— MATERIAL PROVIDED —
══════════

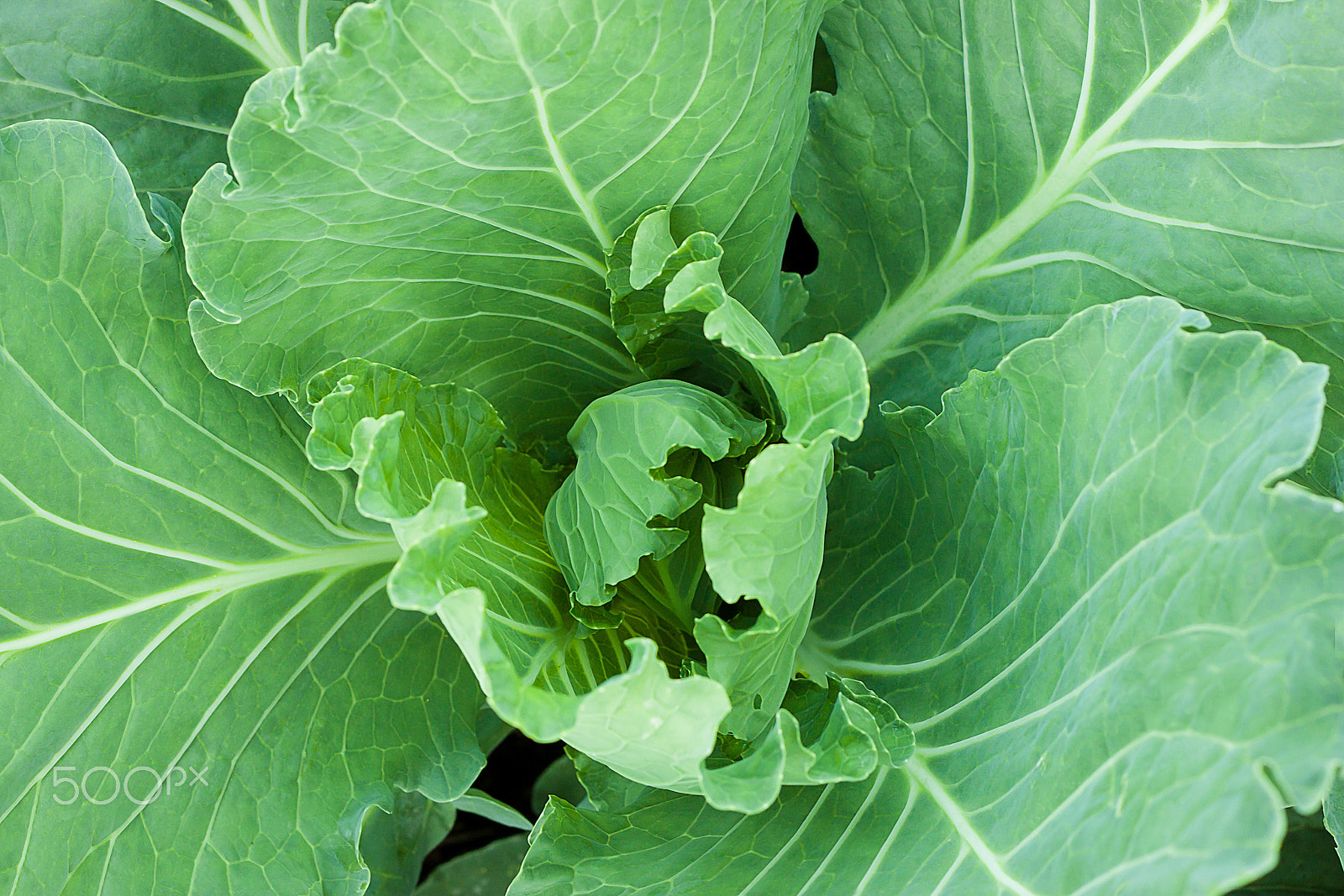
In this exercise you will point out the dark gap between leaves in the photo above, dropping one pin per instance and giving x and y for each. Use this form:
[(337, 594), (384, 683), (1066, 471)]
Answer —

══════════

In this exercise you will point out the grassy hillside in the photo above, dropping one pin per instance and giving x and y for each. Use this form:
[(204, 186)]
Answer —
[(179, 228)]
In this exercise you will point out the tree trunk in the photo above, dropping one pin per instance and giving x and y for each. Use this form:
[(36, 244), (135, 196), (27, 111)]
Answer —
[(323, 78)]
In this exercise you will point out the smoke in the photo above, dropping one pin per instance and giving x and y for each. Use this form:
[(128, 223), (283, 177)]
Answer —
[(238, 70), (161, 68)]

══════════

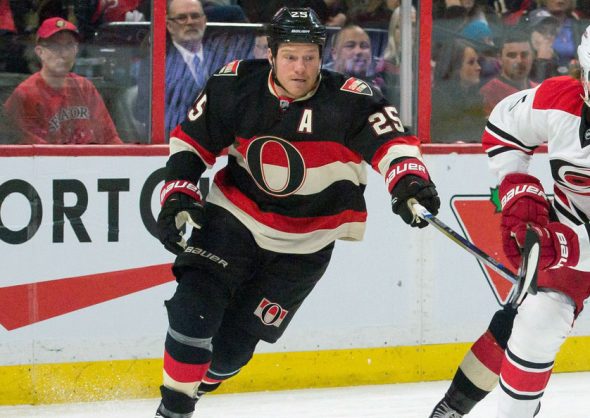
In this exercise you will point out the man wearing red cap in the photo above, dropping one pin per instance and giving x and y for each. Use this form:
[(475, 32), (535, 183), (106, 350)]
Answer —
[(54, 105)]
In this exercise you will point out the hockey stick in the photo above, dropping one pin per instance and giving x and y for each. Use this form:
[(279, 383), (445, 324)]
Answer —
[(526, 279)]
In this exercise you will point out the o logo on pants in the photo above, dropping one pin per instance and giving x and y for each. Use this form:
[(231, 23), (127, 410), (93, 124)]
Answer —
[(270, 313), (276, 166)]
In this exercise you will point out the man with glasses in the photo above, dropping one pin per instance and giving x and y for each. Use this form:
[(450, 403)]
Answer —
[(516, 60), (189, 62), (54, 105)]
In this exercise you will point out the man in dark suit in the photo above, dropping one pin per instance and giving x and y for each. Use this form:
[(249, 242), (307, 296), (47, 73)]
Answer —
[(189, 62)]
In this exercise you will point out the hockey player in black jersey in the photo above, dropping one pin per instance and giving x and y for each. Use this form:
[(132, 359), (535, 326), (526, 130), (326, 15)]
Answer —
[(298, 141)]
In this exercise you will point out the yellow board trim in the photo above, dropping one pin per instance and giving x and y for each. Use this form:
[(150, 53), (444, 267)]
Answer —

══════════

Could you revise the rows from the line containing "In this exercise you will point out the man wearing" through the line containing "[(516, 60), (189, 62), (54, 105)]", putting "placing one marker per instance" wherever "dropping one pin per instance" appears and leaving everything else unchanged?

— TASK ANSWER —
In this exercise you will point out the man wearing red cap in the photo above, placing one marker per instance and giving x and y for each. Use this form:
[(475, 32), (535, 183), (106, 350)]
Answer —
[(54, 105)]
In this exercise you will point out the hockey stick in the photo above, placing one marker per instance and giving x and y for each. Use this form:
[(279, 383), (445, 324)]
Answer —
[(526, 279)]
In this exercise you will point out the o logo on pants in the photo above, placing one marker per instance and giving x and y for each. Use this form:
[(231, 23), (127, 410), (93, 124)]
Answer —
[(270, 313), (276, 166)]
In this exercise you will point out the man with glasses in the photo above, placing one marker per instance and giving x and y for each. Use this form:
[(450, 403)]
Answer —
[(516, 60), (189, 62), (54, 105)]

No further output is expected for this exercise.